-- begin --

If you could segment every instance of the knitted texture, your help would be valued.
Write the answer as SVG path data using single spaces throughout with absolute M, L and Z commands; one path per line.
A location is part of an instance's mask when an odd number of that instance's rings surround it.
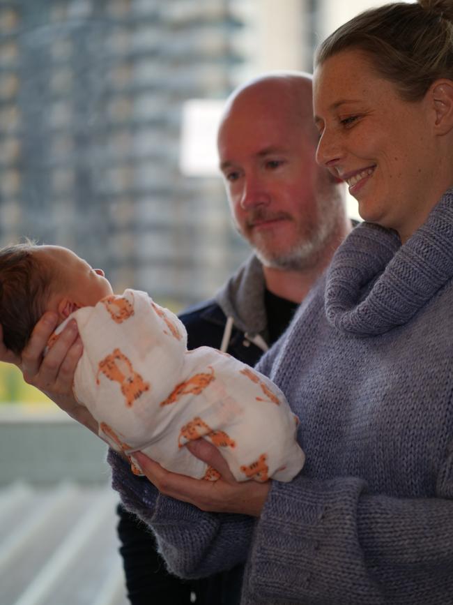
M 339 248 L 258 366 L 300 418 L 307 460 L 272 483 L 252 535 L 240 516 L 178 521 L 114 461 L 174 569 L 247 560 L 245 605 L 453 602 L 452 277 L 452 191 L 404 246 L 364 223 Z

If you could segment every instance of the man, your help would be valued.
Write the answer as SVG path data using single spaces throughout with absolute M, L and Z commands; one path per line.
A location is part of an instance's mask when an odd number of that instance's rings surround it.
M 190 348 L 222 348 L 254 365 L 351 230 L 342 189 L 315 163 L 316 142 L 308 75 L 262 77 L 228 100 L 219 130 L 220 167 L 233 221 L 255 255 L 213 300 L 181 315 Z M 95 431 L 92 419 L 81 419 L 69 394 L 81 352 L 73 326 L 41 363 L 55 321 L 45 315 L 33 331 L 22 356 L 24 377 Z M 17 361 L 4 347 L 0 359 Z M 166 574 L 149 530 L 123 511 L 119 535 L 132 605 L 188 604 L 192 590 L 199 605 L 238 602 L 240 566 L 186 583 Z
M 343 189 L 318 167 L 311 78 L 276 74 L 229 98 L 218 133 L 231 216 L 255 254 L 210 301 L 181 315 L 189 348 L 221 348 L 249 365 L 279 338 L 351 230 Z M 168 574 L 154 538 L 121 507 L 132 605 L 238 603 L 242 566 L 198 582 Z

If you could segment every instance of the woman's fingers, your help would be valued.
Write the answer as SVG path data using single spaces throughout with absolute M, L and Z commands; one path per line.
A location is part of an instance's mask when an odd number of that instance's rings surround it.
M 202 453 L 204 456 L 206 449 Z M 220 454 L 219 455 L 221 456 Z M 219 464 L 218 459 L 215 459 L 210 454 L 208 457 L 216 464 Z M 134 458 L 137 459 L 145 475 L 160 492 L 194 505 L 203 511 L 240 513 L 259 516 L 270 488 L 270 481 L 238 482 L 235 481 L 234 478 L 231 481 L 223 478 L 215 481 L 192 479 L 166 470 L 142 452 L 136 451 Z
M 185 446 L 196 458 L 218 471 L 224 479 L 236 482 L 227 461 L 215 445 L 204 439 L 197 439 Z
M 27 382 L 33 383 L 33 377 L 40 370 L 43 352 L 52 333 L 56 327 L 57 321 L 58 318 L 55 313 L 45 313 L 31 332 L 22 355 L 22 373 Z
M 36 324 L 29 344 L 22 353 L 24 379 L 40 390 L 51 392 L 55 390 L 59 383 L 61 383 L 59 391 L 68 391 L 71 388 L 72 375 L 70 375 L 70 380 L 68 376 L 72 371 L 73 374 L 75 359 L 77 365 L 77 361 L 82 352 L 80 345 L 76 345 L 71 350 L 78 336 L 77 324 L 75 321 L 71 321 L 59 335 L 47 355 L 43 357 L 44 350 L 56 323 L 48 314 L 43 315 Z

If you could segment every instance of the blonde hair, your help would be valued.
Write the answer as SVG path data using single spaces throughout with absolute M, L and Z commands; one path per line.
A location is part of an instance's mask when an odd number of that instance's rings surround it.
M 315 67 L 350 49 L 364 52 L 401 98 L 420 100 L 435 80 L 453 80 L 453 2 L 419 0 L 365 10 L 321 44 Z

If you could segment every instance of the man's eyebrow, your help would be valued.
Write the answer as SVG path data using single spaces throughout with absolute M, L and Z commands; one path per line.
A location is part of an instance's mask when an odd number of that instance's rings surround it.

-- end --

**Job:**
Reproduce all of the material above verbatim, leaving out the picture.

**Exercise response:**
If you could segment every instance of the knitted texture, your help would be valued.
Write the answer as SVG path data using single spaces throughout with absolute M, L and Z commands; one path per line.
A location is part of an instance's mask when an odd number of that instance's rings surround it.
M 339 248 L 258 366 L 300 418 L 307 460 L 272 483 L 252 535 L 240 516 L 178 521 L 114 461 L 174 569 L 247 560 L 245 605 L 453 602 L 452 277 L 452 191 L 404 246 L 364 223 Z

If you could segment every instance of the man, your help would be valued.
Write the answer as SVG path data using single spaces throughout with absolute M, L and Z commands; one path per line.
A location is part of an instance's mask when an odd number of that instance's rings surround it.
M 190 348 L 222 348 L 254 365 L 351 230 L 342 189 L 315 163 L 316 142 L 308 75 L 262 77 L 228 100 L 219 130 L 220 167 L 233 221 L 255 255 L 213 300 L 181 315 Z M 95 431 L 92 419 L 81 419 L 69 394 L 81 352 L 73 326 L 41 363 L 55 321 L 45 315 L 33 331 L 22 356 L 24 377 Z M 17 361 L 4 347 L 0 359 Z M 166 574 L 149 530 L 123 511 L 119 535 L 132 605 L 188 604 L 192 590 L 199 605 L 238 602 L 240 566 L 186 583 Z
M 343 189 L 318 167 L 311 78 L 276 74 L 229 98 L 218 133 L 231 216 L 255 254 L 210 301 L 181 315 L 189 348 L 221 348 L 249 365 L 279 338 L 351 230 Z M 168 574 L 154 538 L 121 507 L 132 605 L 238 603 L 242 566 L 198 582 Z

If you could segment every instance of the woman's fingers, your help would be valued.
Write the answer as SVG path data using single spaces throughout with absolute M, L and Z commands; one path per line.
A location is part of an instance's mask when an odd number of that instance's rings surround it.
M 202 453 L 204 456 L 206 449 Z M 220 454 L 219 455 L 221 456 Z M 219 464 L 218 459 L 215 459 L 210 454 L 208 457 L 216 464 Z M 134 458 L 137 459 L 145 475 L 160 492 L 194 505 L 203 511 L 240 513 L 259 516 L 270 488 L 270 481 L 238 482 L 235 481 L 234 478 L 231 481 L 223 478 L 215 481 L 192 479 L 166 470 L 142 452 L 136 451 Z
M 185 446 L 196 458 L 218 471 L 224 479 L 236 482 L 227 461 L 215 445 L 204 439 L 197 439 Z
M 27 382 L 33 383 L 33 377 L 40 370 L 43 352 L 52 333 L 56 327 L 57 321 L 58 318 L 55 313 L 45 313 L 31 332 L 22 355 L 22 373 Z
M 36 324 L 29 344 L 22 353 L 24 379 L 40 390 L 51 392 L 55 390 L 59 383 L 61 383 L 59 391 L 68 391 L 71 388 L 72 375 L 70 375 L 70 380 L 68 376 L 72 371 L 73 374 L 75 359 L 77 365 L 77 361 L 82 352 L 80 345 L 76 345 L 71 350 L 78 336 L 77 324 L 75 321 L 71 321 L 59 335 L 47 355 L 43 357 L 44 350 L 56 323 L 48 314 L 43 315 Z

If you could segment every instance of the blonde hair, your help would be valued.
Write the answer as SVG path data using single spaces throughout with absolute M, L and Z commands; one path per line.
A location is part of an instance's mask when an odd number of that instance's rings surround it.
M 315 67 L 350 49 L 364 52 L 401 98 L 420 100 L 435 80 L 453 80 L 453 2 L 419 0 L 365 10 L 321 44 Z

If you could segment every instance of the man's eyebrow, your help would be valued.
Write the answer as SVG path data using single spaces throughout with absolute M, L and Z commands; one path per line.
A location is part of an instance's mask when an odd number of that instance's rings surround it.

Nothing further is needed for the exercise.